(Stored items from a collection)

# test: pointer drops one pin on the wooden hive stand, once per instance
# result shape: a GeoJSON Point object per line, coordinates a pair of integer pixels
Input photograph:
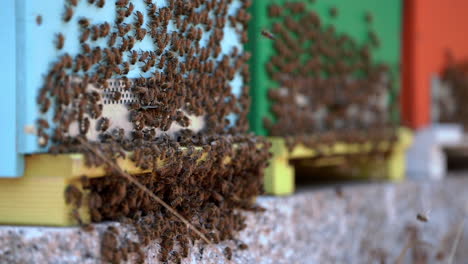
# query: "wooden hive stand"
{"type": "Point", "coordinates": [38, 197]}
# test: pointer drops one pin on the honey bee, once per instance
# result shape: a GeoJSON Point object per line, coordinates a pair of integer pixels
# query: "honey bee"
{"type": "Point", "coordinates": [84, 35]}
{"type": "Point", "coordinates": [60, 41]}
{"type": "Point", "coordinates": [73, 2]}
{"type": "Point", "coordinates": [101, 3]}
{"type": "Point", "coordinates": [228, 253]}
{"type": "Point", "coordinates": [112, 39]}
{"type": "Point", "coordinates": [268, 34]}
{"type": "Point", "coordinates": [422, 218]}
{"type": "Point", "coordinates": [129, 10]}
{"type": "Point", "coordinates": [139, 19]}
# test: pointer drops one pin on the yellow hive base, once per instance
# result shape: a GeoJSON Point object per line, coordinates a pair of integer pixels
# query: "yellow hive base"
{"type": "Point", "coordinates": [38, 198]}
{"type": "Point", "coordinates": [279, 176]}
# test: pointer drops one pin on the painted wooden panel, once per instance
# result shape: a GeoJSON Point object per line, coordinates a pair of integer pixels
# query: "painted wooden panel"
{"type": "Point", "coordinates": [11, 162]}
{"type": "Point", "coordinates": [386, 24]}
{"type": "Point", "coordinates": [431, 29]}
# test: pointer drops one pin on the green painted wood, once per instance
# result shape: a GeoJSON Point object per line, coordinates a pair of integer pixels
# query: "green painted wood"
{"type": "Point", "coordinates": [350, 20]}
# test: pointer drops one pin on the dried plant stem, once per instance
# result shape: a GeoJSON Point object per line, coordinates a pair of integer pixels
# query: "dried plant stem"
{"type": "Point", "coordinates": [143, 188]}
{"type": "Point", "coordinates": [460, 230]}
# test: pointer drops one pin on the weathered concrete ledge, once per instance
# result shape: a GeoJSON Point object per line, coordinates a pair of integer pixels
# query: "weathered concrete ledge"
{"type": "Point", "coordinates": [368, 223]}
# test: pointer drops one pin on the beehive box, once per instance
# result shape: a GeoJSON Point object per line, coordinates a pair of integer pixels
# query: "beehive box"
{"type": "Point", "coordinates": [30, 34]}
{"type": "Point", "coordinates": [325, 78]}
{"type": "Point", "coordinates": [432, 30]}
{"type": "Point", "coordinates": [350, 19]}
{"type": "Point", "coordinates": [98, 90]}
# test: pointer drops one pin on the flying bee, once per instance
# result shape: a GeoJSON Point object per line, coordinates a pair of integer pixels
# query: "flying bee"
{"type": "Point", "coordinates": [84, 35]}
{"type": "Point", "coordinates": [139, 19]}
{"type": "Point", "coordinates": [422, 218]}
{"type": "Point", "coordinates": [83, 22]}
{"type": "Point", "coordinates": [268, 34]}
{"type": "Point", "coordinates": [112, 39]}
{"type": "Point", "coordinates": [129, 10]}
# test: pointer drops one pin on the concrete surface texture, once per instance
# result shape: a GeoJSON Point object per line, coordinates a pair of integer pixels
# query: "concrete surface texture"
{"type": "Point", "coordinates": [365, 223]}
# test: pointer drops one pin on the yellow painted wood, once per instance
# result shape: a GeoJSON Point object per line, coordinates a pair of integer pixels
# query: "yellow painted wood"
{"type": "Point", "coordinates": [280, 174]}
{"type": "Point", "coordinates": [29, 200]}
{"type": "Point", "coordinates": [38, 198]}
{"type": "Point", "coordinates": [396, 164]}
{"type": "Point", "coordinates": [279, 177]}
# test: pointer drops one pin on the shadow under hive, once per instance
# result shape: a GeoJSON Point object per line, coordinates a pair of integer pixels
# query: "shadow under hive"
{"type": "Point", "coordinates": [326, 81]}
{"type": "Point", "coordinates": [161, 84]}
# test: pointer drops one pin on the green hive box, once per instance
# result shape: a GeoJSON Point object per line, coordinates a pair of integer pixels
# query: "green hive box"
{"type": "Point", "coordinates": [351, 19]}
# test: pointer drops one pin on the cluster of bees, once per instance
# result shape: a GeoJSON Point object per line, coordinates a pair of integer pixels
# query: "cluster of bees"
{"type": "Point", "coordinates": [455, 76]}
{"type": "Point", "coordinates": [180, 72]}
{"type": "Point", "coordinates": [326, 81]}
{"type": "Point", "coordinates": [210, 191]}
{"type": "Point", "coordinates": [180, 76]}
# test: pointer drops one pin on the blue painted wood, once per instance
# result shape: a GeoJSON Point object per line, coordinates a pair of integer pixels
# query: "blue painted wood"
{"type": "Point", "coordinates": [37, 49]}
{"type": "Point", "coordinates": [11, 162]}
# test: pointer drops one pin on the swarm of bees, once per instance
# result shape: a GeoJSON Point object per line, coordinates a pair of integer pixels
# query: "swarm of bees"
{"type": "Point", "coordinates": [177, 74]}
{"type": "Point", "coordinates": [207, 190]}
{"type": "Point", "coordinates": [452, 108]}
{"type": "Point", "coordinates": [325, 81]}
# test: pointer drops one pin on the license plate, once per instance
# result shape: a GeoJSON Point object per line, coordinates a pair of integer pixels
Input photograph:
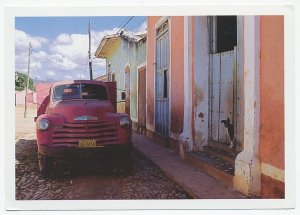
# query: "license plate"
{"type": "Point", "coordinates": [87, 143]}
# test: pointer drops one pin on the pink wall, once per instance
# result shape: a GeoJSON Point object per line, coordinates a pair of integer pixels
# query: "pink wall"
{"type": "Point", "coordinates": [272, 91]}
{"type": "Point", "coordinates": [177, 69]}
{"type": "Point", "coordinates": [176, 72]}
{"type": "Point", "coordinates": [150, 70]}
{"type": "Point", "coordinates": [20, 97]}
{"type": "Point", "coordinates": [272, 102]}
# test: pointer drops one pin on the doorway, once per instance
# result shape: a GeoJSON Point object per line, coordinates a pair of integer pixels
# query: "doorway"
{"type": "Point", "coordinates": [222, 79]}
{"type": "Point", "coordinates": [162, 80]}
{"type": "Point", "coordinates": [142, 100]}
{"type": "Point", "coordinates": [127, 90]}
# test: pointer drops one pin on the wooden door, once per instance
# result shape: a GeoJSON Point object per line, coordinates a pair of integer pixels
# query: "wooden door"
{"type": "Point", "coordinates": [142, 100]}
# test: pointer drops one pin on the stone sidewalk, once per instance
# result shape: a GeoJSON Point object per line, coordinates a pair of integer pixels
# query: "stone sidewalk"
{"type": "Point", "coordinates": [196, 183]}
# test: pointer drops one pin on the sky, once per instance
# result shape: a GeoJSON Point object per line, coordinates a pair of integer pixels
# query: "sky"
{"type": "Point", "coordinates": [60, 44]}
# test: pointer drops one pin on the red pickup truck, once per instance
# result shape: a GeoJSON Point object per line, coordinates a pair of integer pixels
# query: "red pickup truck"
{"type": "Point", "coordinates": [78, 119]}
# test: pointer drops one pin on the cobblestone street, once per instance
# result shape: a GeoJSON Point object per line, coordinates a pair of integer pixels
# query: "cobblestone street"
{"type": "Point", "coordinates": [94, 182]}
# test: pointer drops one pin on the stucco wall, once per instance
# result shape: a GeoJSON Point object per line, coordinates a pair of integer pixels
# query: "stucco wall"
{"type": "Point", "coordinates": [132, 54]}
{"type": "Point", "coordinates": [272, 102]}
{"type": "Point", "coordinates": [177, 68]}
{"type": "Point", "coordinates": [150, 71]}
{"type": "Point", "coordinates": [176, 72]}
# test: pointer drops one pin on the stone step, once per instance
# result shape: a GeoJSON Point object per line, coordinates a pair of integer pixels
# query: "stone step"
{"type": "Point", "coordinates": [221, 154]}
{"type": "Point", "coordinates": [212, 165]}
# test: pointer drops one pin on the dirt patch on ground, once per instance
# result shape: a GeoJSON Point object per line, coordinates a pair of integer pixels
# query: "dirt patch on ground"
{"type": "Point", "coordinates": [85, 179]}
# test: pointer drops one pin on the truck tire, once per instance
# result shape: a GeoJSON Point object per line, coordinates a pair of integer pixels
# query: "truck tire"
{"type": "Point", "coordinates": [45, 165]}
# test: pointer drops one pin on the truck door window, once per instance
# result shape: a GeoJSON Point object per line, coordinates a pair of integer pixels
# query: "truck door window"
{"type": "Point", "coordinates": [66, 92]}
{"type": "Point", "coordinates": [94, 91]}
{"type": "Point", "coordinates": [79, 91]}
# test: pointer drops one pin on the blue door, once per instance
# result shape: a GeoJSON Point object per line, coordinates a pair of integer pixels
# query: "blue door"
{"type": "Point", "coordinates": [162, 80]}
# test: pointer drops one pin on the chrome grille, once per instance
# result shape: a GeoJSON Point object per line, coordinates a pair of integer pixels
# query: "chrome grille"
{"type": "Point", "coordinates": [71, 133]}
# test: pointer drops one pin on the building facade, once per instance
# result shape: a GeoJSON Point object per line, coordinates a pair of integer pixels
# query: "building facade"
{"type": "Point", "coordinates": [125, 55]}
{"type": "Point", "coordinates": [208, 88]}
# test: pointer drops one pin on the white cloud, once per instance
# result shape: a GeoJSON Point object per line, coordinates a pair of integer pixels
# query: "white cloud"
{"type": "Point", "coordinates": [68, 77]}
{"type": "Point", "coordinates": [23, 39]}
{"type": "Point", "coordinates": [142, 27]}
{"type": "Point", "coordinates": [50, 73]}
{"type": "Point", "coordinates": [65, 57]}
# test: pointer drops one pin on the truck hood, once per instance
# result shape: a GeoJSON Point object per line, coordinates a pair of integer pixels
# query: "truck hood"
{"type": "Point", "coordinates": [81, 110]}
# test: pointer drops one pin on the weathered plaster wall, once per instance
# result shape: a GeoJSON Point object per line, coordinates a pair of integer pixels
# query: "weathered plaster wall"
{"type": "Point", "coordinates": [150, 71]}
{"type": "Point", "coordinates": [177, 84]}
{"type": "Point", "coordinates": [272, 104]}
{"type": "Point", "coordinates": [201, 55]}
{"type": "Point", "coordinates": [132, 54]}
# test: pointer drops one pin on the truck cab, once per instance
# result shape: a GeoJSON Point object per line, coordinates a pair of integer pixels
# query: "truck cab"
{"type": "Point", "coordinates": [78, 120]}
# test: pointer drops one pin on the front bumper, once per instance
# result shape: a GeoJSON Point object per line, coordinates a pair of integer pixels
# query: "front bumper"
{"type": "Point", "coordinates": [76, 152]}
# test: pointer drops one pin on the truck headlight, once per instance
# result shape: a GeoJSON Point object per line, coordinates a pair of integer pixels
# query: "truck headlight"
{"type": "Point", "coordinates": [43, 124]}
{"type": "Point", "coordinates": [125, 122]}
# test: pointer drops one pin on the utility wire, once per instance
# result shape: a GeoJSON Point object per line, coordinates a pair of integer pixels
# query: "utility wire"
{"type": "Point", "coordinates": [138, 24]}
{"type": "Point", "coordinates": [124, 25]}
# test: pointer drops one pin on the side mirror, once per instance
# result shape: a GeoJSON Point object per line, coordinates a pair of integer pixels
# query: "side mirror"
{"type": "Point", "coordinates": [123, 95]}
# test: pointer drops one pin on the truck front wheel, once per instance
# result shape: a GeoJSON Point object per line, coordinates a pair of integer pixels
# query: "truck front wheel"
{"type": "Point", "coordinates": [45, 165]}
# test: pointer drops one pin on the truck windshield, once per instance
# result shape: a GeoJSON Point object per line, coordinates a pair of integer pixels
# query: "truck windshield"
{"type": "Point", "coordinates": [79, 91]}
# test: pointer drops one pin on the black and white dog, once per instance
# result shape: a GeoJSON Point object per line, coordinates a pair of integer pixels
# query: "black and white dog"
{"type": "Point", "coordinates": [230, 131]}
...
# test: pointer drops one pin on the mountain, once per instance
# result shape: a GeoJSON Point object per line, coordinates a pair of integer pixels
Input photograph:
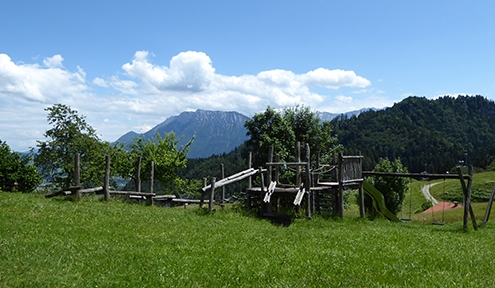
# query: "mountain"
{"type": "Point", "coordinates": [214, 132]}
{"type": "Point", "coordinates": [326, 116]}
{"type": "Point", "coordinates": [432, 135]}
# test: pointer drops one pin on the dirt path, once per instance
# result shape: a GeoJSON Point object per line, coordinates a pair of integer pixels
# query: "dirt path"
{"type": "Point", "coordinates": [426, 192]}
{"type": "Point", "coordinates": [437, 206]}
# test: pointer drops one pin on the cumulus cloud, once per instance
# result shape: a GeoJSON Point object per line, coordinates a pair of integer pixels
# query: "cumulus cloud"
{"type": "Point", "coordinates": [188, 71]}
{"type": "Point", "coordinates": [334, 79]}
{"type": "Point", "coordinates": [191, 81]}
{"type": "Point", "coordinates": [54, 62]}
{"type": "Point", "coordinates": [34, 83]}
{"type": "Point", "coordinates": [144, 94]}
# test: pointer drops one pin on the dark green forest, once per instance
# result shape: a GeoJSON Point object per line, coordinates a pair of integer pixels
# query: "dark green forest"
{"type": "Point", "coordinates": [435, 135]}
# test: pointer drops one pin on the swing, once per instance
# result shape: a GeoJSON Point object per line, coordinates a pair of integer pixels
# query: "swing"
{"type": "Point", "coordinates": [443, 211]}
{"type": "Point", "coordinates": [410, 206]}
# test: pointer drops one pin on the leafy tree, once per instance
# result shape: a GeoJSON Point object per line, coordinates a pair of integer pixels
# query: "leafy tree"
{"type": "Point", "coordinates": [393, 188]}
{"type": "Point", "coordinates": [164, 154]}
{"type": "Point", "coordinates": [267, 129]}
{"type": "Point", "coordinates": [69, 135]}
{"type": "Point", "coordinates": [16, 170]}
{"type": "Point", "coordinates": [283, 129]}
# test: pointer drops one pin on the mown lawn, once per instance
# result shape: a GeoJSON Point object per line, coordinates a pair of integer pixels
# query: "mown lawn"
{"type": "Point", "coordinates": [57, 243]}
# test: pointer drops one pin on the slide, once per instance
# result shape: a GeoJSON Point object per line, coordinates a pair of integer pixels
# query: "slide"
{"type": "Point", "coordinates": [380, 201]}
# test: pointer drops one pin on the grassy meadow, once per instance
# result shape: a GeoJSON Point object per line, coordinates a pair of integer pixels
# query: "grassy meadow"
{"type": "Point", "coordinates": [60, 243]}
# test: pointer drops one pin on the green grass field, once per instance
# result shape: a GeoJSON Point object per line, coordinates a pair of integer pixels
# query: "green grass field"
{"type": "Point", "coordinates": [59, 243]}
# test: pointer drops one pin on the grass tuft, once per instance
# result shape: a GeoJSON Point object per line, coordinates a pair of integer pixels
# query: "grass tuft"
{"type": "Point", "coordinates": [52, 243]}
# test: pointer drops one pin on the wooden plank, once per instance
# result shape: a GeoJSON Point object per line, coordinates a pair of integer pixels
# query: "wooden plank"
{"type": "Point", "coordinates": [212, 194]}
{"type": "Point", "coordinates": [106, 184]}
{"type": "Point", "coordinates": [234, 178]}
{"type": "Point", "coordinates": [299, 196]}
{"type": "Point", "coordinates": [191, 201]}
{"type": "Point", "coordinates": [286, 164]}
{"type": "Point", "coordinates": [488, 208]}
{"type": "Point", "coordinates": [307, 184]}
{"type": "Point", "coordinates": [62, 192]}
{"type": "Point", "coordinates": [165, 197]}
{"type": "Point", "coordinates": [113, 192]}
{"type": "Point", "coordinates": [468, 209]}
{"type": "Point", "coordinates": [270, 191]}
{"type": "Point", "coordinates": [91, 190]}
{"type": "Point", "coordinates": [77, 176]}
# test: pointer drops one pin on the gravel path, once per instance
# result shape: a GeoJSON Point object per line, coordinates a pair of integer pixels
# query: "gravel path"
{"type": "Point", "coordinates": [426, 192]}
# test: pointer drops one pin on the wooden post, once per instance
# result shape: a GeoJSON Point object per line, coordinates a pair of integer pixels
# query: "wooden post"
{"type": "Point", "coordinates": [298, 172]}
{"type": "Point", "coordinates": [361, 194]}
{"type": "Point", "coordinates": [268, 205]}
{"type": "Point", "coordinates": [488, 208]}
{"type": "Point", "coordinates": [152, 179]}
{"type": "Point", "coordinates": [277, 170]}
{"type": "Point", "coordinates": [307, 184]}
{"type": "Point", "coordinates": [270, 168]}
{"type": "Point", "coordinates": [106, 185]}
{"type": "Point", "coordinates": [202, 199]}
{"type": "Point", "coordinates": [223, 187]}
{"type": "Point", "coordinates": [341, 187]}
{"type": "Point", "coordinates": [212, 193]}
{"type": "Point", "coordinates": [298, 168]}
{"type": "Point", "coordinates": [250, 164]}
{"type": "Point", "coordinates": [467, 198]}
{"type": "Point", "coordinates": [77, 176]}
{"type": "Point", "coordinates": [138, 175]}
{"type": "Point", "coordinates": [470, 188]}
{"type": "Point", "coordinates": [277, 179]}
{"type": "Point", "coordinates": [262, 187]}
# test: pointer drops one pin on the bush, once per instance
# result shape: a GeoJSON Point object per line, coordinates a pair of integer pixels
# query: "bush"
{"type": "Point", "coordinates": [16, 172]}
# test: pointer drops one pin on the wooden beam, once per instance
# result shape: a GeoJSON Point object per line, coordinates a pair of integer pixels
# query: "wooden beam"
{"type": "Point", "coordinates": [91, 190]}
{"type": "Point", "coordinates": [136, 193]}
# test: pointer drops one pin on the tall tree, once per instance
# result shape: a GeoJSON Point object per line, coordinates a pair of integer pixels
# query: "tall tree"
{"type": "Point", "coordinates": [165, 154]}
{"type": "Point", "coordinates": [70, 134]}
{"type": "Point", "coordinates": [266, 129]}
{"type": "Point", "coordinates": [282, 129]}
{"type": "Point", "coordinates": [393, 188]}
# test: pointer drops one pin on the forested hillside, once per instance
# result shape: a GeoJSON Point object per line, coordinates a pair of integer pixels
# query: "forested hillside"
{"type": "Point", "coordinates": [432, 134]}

• _AIM OF THE TASK_
Write down, word for word, the lines above from the one containing "# test: pointer drops one pin on the truck cab, once" through the one containing "# test: pointer drops one pin on the truck windshield, once", both ends included.

• _EXPECTED ANSWER_
# test: pointer drops one pin on the truck cab, once per instance
# result shape: a GeoJSON Point object per line, coordinates a pair of integer pixels
# query: "truck cab"
{"type": "Point", "coordinates": [78, 120]}
# test: pointer drops one pin on the front bumper, once per instance
# result shape: a GeoJSON Point object per line, coordinates a pair of integer pixels
# query: "front bumper"
{"type": "Point", "coordinates": [76, 152]}
# test: pointer drops one pin on the truck headlight, once per instance
# result shape: a GeoJSON Point object per line, coordinates a pair of integer pixels
# query: "truck headlight"
{"type": "Point", "coordinates": [43, 124]}
{"type": "Point", "coordinates": [125, 122]}
# test: pointer drops one pin on the utility wire, once per instance
# result shape: a GeoJSON Point object per line, coordinates a pair of integer pixels
# query: "utility wire"
{"type": "Point", "coordinates": [138, 24]}
{"type": "Point", "coordinates": [124, 25]}
# test: pointer drops one pin on the side mirror, once per instance
# result shape: a GeoJSON Point object per line, coordinates a pair of integer pixels
# query: "side mirror"
{"type": "Point", "coordinates": [123, 95]}
# test: pointer drops one pin on the truck front wheel, once per instance
# result shape: a GeoJSON Point object per line, coordinates a pair of integer pixels
# query: "truck front wheel"
{"type": "Point", "coordinates": [45, 165]}
# test: pointer drops one pin on the truck windshield, once per instance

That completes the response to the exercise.